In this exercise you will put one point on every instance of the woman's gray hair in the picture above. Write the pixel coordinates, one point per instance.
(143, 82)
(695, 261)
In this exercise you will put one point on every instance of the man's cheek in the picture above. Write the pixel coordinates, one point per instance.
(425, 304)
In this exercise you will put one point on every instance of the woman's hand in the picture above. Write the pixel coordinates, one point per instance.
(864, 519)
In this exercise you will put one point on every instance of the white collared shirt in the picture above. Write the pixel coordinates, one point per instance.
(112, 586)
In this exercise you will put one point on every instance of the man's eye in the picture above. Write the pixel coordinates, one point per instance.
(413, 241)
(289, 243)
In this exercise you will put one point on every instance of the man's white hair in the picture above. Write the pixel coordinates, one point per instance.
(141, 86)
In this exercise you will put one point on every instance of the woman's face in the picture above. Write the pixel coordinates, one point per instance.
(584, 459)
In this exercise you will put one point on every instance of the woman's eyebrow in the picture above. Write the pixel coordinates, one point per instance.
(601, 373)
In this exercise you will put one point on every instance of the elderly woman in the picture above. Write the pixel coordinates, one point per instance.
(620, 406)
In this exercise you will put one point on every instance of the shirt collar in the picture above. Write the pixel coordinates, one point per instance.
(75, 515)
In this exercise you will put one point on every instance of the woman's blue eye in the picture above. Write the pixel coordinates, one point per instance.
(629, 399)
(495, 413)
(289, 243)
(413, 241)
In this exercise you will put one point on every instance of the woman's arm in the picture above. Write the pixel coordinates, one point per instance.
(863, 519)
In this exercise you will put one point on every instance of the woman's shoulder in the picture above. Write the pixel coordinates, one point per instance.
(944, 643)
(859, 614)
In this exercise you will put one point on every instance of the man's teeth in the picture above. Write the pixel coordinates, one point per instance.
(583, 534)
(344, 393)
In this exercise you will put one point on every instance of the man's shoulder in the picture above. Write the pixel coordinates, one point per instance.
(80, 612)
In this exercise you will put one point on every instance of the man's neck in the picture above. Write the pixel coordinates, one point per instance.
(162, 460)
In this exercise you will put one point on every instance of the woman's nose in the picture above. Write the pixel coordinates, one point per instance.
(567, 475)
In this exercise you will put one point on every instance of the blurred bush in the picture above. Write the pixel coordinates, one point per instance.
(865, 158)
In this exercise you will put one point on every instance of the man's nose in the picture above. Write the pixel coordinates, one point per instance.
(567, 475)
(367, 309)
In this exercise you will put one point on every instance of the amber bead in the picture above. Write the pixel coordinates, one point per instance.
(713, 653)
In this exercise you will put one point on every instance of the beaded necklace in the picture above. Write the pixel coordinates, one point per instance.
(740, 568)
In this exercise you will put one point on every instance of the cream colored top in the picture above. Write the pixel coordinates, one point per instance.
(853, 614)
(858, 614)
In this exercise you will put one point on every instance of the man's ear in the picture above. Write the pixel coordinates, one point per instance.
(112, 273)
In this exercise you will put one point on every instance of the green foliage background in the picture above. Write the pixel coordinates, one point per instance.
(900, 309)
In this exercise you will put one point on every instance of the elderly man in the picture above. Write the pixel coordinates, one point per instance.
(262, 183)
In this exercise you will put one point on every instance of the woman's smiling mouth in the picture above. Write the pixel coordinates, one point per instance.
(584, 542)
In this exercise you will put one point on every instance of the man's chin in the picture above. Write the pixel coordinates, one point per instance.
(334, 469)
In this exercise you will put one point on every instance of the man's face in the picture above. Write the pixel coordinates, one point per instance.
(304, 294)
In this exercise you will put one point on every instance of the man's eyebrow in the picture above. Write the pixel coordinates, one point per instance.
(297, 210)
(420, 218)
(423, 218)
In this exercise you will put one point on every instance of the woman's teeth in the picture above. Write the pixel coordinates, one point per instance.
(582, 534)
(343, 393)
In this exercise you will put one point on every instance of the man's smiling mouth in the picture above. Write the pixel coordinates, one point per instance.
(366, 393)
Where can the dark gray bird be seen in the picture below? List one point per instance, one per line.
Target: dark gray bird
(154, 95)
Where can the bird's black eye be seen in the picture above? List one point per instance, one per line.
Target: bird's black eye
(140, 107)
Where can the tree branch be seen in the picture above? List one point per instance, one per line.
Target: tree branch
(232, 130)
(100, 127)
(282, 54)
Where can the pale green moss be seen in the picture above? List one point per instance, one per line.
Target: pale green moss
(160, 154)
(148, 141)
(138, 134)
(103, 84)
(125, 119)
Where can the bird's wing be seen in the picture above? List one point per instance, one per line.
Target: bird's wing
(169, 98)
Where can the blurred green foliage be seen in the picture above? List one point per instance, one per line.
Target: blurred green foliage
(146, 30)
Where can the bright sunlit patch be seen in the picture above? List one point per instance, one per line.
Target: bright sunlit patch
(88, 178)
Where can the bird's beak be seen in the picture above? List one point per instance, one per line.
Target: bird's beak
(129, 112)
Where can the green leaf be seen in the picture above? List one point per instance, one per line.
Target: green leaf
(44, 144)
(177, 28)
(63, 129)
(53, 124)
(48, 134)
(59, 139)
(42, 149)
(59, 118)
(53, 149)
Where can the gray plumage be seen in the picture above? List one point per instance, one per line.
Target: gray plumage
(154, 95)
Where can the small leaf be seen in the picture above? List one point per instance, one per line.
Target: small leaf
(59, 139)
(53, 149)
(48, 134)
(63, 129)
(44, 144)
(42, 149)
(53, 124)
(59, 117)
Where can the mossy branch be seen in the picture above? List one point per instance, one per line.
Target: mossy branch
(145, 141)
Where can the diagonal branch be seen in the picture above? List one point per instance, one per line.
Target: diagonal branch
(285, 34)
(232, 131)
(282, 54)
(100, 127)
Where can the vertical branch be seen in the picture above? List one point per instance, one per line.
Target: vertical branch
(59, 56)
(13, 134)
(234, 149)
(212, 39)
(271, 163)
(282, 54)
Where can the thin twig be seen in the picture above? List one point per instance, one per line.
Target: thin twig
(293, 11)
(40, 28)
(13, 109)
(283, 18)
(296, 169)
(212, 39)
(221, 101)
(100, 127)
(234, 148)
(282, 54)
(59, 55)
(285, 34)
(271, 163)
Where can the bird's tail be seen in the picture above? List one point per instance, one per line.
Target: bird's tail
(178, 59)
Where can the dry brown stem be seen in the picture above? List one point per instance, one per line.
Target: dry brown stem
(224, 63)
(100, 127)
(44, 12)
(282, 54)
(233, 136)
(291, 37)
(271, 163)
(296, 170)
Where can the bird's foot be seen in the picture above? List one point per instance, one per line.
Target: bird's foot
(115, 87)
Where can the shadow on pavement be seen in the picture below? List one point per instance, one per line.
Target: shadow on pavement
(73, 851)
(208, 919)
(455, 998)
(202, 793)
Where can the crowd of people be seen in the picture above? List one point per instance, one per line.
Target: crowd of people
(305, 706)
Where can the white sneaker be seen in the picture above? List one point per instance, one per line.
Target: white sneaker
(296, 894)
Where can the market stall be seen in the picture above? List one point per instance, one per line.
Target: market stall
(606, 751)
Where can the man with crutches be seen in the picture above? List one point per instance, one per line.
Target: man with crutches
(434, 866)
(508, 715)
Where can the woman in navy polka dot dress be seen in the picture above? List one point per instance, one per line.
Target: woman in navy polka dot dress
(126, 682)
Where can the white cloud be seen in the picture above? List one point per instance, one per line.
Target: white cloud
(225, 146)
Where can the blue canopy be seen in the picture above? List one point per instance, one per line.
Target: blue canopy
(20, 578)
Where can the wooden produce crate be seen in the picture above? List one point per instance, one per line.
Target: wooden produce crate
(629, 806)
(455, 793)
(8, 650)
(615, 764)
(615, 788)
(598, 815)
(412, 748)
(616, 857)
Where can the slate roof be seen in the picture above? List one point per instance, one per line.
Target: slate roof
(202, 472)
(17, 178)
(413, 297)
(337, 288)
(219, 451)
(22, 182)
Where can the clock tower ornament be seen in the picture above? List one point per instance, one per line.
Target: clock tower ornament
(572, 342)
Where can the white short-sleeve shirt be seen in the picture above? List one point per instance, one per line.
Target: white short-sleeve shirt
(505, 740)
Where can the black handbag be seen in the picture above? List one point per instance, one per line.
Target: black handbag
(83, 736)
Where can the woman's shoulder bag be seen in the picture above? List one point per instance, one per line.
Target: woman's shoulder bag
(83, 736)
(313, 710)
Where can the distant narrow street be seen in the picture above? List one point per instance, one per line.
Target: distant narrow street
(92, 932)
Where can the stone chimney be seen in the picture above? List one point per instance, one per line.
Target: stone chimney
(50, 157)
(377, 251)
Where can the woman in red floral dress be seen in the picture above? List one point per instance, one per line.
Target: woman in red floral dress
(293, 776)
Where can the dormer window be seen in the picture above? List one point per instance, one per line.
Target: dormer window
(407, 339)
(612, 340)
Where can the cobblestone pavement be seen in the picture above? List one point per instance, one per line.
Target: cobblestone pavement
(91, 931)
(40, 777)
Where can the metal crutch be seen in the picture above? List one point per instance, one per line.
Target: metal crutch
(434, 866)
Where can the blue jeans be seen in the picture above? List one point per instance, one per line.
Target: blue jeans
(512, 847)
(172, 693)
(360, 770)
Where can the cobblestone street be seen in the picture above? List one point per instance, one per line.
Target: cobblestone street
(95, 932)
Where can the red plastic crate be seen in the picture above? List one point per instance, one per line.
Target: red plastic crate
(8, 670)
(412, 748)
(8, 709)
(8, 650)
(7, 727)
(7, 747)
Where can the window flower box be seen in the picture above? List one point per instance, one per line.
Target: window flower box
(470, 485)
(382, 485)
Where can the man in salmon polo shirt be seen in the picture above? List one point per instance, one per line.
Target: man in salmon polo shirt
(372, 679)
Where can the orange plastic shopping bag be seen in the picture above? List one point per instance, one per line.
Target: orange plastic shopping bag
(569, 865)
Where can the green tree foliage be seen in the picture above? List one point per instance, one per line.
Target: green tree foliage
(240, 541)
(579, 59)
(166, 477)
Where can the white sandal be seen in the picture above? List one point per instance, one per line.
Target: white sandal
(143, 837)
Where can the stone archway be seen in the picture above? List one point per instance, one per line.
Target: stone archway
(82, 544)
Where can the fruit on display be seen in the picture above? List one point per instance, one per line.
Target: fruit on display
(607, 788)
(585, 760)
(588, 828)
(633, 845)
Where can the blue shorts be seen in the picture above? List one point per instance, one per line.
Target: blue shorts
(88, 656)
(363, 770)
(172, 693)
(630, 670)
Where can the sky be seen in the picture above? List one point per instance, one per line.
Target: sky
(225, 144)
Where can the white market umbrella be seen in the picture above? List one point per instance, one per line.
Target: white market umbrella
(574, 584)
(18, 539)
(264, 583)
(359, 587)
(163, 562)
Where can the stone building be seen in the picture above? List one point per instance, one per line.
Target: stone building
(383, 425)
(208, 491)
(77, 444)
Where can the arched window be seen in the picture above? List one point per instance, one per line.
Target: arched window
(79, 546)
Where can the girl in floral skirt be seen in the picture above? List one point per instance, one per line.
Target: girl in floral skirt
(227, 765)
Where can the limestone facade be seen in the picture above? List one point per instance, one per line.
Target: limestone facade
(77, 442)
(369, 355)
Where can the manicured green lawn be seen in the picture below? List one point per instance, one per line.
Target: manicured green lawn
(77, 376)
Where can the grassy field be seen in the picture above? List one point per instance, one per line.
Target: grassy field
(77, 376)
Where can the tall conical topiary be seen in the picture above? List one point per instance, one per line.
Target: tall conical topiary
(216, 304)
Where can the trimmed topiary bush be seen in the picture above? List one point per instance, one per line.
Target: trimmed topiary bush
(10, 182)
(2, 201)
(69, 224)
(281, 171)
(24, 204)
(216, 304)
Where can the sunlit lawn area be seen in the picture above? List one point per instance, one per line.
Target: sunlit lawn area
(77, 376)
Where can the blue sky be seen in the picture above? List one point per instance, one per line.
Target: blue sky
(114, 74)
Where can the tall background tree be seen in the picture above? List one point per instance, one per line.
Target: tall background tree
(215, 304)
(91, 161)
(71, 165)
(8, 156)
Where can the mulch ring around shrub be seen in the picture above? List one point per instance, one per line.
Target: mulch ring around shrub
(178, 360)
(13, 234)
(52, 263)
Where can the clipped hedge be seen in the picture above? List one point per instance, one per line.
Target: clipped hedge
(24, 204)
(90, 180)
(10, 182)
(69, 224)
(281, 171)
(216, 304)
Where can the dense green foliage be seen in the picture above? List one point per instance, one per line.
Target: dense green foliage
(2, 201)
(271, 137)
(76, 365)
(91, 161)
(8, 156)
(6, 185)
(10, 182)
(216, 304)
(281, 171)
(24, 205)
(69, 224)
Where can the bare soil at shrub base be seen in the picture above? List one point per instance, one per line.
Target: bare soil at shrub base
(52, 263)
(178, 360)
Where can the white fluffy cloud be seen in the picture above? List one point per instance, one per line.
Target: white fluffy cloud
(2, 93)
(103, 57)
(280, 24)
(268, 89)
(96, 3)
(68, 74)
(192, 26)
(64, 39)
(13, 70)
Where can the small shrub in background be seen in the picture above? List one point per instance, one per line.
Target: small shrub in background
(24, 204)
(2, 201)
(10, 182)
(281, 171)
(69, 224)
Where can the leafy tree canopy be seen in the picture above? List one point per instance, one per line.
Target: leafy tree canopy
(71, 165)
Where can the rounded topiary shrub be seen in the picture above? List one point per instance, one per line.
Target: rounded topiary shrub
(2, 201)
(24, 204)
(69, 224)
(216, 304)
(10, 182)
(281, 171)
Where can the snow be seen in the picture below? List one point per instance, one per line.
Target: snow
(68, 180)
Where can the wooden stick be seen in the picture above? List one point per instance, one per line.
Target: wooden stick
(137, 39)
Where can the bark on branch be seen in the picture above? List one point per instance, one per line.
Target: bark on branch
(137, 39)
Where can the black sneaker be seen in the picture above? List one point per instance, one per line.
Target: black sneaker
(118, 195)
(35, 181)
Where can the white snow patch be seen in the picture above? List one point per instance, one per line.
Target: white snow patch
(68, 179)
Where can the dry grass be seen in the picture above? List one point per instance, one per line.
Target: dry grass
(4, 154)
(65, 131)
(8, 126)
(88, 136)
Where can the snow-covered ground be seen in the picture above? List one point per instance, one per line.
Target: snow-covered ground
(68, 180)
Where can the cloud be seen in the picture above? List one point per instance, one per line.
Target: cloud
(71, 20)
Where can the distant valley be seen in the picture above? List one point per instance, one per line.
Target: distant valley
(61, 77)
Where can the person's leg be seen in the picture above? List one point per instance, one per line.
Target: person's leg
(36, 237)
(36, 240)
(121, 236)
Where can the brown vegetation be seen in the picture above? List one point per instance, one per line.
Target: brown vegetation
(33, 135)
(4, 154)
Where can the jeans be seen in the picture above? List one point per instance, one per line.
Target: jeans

══════════

Task prompt ▸
Starting at the line containing "Where can the brown" and ending with the final line of the rows, convert those lines into a numbered list with any blank lines left out.

Result for this task ▸
1. Where can the brown vegetation be seen in the picture above? List one point per instance, one per line.
2. Target: brown vegetation
3. (33, 135)
4. (4, 154)
5. Where can the jeans be seen in the picture above? List one point per instance, one per line.
6. Target: jeans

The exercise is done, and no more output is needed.